**Aim of the task**
Find the line with "Point to the shaggy" in the data below. Repeat it and every line after it up to the end, exactly, but drop the pictures.

┄┄┄┄┄┄┄┄┄┄┄┄┄┄┄┄┄┄┄┄

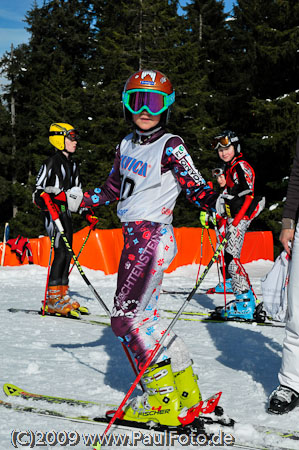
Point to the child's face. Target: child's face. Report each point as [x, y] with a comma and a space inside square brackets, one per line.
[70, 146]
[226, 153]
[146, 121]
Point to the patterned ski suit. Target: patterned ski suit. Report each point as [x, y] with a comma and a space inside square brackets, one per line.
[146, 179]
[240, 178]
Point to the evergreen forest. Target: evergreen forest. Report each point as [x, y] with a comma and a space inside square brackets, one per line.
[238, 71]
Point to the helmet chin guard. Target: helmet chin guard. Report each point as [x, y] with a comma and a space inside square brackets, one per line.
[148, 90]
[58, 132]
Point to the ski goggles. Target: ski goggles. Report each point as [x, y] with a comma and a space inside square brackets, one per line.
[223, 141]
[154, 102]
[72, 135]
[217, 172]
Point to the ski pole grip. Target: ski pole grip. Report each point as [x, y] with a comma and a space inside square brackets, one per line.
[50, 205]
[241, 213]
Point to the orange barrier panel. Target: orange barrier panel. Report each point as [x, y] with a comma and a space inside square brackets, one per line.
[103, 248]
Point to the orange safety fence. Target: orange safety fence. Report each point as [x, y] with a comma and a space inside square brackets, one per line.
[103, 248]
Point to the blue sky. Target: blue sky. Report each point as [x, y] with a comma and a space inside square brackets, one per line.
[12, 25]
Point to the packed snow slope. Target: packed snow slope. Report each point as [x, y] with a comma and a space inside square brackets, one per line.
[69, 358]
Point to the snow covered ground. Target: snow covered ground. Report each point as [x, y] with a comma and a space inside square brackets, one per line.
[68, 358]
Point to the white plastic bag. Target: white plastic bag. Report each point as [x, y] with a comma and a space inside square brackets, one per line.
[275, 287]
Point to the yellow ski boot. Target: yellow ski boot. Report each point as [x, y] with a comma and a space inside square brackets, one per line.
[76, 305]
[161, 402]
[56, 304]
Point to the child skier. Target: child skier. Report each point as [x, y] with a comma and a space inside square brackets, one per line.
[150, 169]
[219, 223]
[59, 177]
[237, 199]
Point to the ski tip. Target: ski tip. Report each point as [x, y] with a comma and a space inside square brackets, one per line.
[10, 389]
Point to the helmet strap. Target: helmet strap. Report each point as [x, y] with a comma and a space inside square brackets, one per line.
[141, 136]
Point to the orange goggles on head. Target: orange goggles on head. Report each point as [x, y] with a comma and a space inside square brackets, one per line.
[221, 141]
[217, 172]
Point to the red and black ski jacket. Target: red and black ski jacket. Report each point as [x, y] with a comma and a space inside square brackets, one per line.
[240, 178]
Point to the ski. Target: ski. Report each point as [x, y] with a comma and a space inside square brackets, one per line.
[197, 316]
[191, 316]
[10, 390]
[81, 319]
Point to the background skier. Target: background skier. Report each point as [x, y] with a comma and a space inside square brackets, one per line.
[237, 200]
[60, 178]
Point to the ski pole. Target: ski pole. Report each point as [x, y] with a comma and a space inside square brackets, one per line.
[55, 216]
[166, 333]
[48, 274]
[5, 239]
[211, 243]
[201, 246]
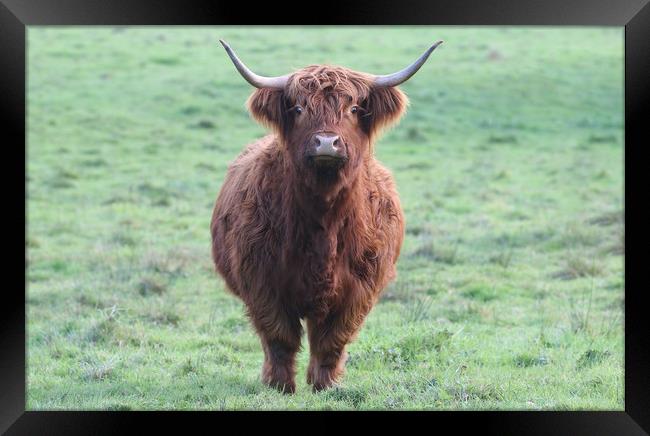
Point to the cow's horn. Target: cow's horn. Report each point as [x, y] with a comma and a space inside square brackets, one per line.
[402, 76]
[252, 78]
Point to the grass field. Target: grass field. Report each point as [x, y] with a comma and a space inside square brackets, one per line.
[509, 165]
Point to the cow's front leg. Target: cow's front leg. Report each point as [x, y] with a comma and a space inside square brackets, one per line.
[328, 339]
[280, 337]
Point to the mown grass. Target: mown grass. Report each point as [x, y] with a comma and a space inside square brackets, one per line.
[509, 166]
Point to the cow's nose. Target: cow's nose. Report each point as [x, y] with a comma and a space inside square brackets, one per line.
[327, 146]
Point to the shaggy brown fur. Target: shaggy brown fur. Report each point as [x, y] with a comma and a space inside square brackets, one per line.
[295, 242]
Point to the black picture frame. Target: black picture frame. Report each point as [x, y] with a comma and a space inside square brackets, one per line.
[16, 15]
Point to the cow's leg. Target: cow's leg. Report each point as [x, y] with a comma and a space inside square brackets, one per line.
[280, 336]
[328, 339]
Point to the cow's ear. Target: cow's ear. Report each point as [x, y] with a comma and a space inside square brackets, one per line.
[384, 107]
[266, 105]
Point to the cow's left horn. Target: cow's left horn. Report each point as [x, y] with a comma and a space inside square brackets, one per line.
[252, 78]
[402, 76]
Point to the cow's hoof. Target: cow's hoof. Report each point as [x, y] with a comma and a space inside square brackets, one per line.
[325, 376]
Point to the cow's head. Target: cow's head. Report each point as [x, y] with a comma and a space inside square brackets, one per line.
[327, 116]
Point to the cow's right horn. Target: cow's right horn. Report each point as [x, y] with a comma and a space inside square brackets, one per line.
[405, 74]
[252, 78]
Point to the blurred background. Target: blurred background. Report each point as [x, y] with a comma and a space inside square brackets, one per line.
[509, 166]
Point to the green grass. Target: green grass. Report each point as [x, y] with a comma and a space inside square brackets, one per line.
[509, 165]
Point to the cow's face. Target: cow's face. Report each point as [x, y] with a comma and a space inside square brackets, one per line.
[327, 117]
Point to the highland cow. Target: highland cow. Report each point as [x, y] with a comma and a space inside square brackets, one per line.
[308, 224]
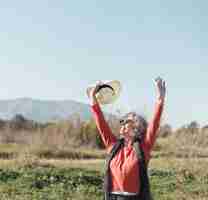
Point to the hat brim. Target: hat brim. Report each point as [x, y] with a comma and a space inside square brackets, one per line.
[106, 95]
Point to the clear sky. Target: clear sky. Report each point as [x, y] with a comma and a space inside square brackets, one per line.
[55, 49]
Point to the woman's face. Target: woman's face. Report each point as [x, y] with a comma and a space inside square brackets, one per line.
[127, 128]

┄┄┄┄┄┄┄┄┄┄┄┄┄┄┄┄┄┄┄┄

**Task result**
Point to the shaggy brown fur. Target: shaggy brown fur. Report each point as [x, y] with a comma and a space inside square brackets, one per line.
[295, 242]
Point to the black picture frame. Target: black picture frame. Report each point as [x, y] with a comma and a space inside square brackets, one per line.
[16, 15]
Point to the cow's leg. Target: cow's leg. Report each point as [x, y] with a comma and a space inside square brackets, one per line.
[280, 336]
[328, 339]
Point to the cow's ear. Target: cow's ear. Report each point as [x, y] with a comma and a space inside square brackets, one per line.
[384, 107]
[266, 105]
Point to the cow's left horn. Target: cow's left horn. Report each point as [x, y] with a comma and a space inside square brackets, one per line.
[252, 78]
[402, 76]
Point to the cow's hoof. Target: cow's hoof. Report each point as [x, y] with a comma and a space inside square brackets, one per line.
[325, 376]
Point to the cow's head. Target: cow's head. Report each point as [x, y] with a comma and a space inside square brackets, one per line.
[327, 116]
Point to the cow's right horn. Target: cow's right horn. Report each point as [x, y] with a comma and a space inside square brackets, one per line.
[405, 74]
[252, 78]
Point to the blurred background. Target: blurred background. Report each point as [x, y] with a comma and a space inside square brackets, one per line.
[509, 166]
Point to the green grass. Target: green grass. Report each point as [x, y] with a comma and a space inside square brackets, one per line.
[509, 165]
Point to the cow's face. Target: cow's face. Report each point as [x, y] with a comma and a space inside square brackets, one per line.
[327, 117]
Point to the highland cow. Target: highland cow. Report each point as [x, y] with a comma and a space inside square brackets, one per line.
[308, 224]
Point to the hat brim. Target: hat brim. Report each point as [x, y] with a comma and a space inside square brackets, one per line.
[106, 95]
Point to the clear sky. Target: clear sky. Report each point as [x, y] with a comma and a space inside square brackets, one per line.
[55, 49]
Point to the woman's face. Target: woman's face. Report each point as [x, y] with a comma and a space inside square brackets, one per line.
[127, 128]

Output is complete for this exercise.